WHAT THE TASK ASKS
Transcribe each line of the records below exactly, excluding any embedded images.

_ _ _ _ _ _ _

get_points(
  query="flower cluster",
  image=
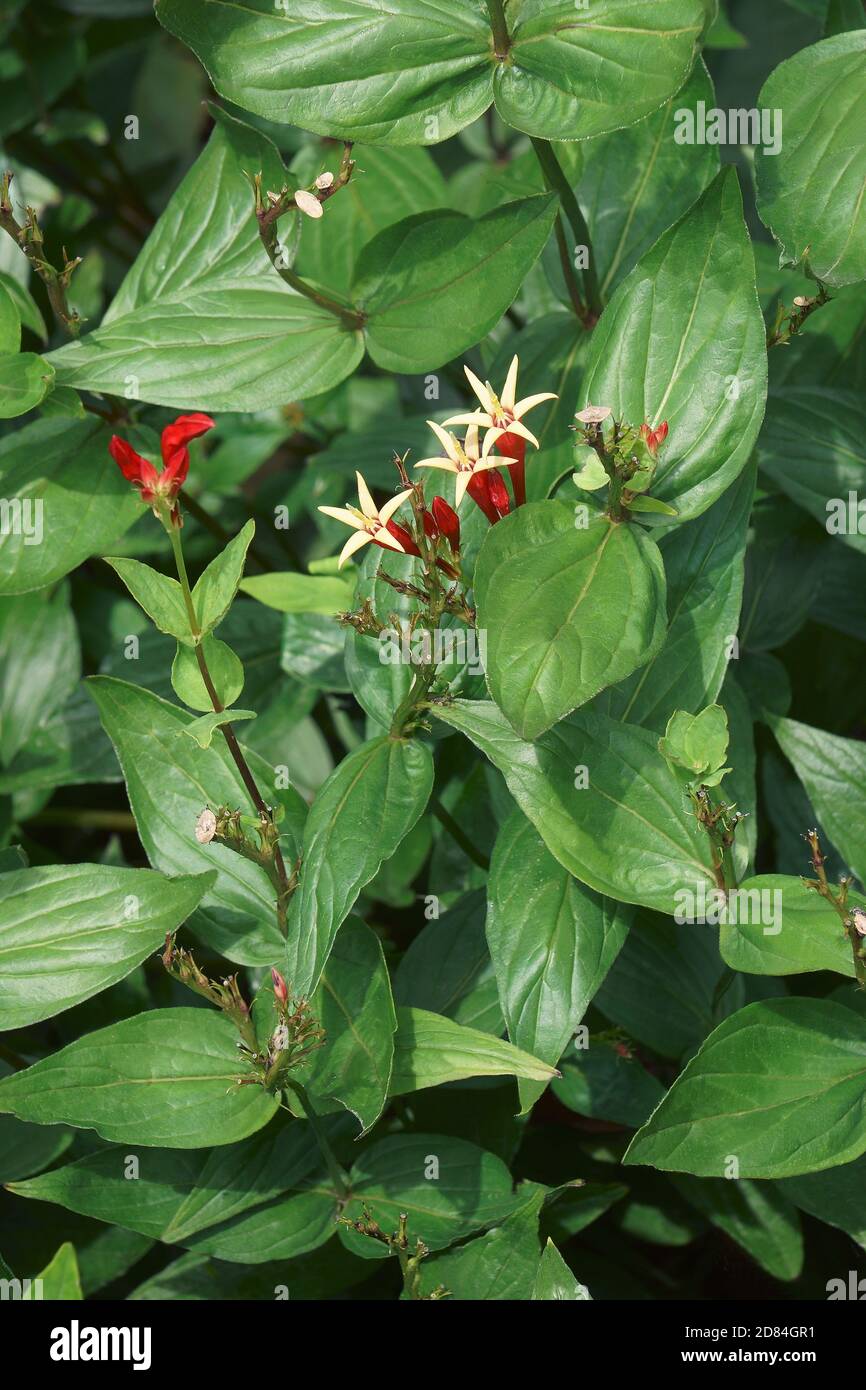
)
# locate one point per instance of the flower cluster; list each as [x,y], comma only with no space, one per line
[160,487]
[474,464]
[622,458]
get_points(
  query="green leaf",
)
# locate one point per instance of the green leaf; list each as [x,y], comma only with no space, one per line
[591,603]
[366,808]
[216,327]
[683,339]
[552,941]
[64,501]
[592,474]
[555,1280]
[635,182]
[419,72]
[801,931]
[448,968]
[833,770]
[166,1077]
[387,186]
[170,781]
[70,931]
[669,986]
[704,563]
[205,727]
[438,282]
[224,667]
[353,1005]
[446,1187]
[605,1084]
[216,588]
[812,448]
[28,1148]
[569,70]
[60,1279]
[834,1196]
[498,1265]
[160,597]
[291,592]
[780,1087]
[431,1050]
[603,801]
[199,1198]
[24,380]
[39,665]
[811,191]
[755,1215]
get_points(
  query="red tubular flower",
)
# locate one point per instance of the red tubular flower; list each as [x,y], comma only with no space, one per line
[152,484]
[515,448]
[652,438]
[446,521]
[498,492]
[478,489]
[401,534]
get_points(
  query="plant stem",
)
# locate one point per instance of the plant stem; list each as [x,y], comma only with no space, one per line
[338,1176]
[788,323]
[502,41]
[228,733]
[28,238]
[458,836]
[558,182]
[267,216]
[211,524]
[569,273]
[840,905]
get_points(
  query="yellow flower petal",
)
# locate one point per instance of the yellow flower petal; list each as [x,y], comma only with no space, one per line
[369,506]
[530,402]
[352,545]
[481,391]
[345,516]
[391,506]
[509,391]
[445,439]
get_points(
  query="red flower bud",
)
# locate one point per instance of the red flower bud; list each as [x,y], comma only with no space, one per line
[150,483]
[499,494]
[401,534]
[478,488]
[652,438]
[515,446]
[448,521]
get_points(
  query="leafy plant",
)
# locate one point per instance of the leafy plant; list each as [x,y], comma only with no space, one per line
[433,834]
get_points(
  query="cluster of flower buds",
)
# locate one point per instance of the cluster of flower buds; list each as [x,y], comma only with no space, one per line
[620,456]
[293,1039]
[224,994]
[160,487]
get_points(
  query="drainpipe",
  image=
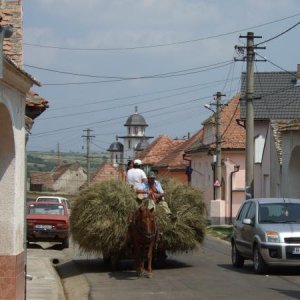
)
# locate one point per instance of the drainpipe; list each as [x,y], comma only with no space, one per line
[189,171]
[236,169]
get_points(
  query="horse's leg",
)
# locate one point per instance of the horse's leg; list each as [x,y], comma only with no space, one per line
[149,258]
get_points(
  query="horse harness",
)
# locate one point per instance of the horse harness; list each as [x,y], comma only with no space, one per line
[145,235]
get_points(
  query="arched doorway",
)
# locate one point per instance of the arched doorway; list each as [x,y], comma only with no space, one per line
[294,174]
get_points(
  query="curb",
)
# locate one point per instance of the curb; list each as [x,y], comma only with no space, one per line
[73,281]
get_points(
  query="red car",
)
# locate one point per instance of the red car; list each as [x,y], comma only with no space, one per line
[48,222]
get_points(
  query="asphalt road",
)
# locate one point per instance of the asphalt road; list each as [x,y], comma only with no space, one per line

_ _ _ _ _ _ _

TASK SOLUTION
get_points(
  query="flower cluster",
  image=
)
# locate one point per instance of the flower cluster; list each as [x,y], comma only with no space, one per line
[160,487]
[474,464]
[622,458]
get_points(
  query="green leaf",
)
# locate one point per instance of the green leaf; list each as [x,y], comma only with no space, one per line
[591,603]
[366,808]
[216,327]
[683,339]
[552,941]
[64,501]
[592,474]
[555,1280]
[635,182]
[419,72]
[801,931]
[448,968]
[833,770]
[166,1077]
[387,186]
[170,781]
[70,931]
[669,986]
[704,563]
[205,727]
[438,282]
[224,667]
[353,1005]
[446,1187]
[605,1084]
[216,588]
[812,448]
[28,1148]
[569,70]
[60,1279]
[834,1196]
[498,1265]
[160,597]
[291,592]
[780,1087]
[431,1050]
[603,801]
[199,1198]
[24,380]
[39,665]
[811,191]
[755,1215]
get_points(
  query="red tubular flower",
)
# locate one point per instance of the red tubular flower; list each as [x,y], comma only with no space, one per line
[152,484]
[515,448]
[652,438]
[446,521]
[498,492]
[478,489]
[401,534]
get_points(
  query="plant stem",
)
# locate one point per instance of the plant stem; list each as [x,y], comma only with no space, one per line
[338,1176]
[788,323]
[502,41]
[228,733]
[28,238]
[458,836]
[558,182]
[267,216]
[211,524]
[569,273]
[840,905]
get_points(
  query="yellow flower petal",
)
# locate one point per instance of the yellow flower petal; list each as [x,y], comma only with no space, one per line
[369,506]
[530,402]
[352,545]
[481,391]
[345,516]
[391,506]
[509,391]
[445,439]
get_points(
  query="red flower bud",
)
# locate one point per instance of the red flower bud; list each as [x,y], comma only with no space, one per line
[150,483]
[499,494]
[401,534]
[478,488]
[652,438]
[515,446]
[448,521]
get_points(
  query="leafy plant",
)
# locate one point per instance of the leafy plant; list each as [x,y], comma only with no space, one per line
[433,834]
get_points(
  query="cluster of flower buds",
)
# locate one point per instance of the cluster of flower buds; list each as [x,y], comma only with no space, one per line
[620,456]
[293,1039]
[224,994]
[160,487]
get_points(
  query="drainpipe",
  image=
)
# locate one point per instance of the drainpipe; list each as [x,y], comma only with no space, one per line
[189,171]
[236,169]
get_points(
  query="horse's leg",
)
# locate one point per instance of the horse's leg; list each as [x,y], comma only with no space, one per line
[149,258]
get_points(
  query="horse harness",
)
# locate one point per instance of the horse harness; list each as [x,y], comma only with no space, one per line
[145,235]
get_points(
  query="arched doorway",
)
# locate one point per instance of the arched doorway; list each as [x,y], comma only with no space, one per line
[294,174]
get_points(
  query="curb",
)
# locate one point per instance of the curb; list each as [x,y], comma only with no space, one per line
[73,281]
get_points(
  query="red car",
)
# locate one point per instance of the red car; list each as [x,y], comma only with no space, one per line
[48,222]
get_points(
  query="asphalt road",
)
# locate one point per instance of the asphalt road; list each as [x,y], comma only with no space, one per line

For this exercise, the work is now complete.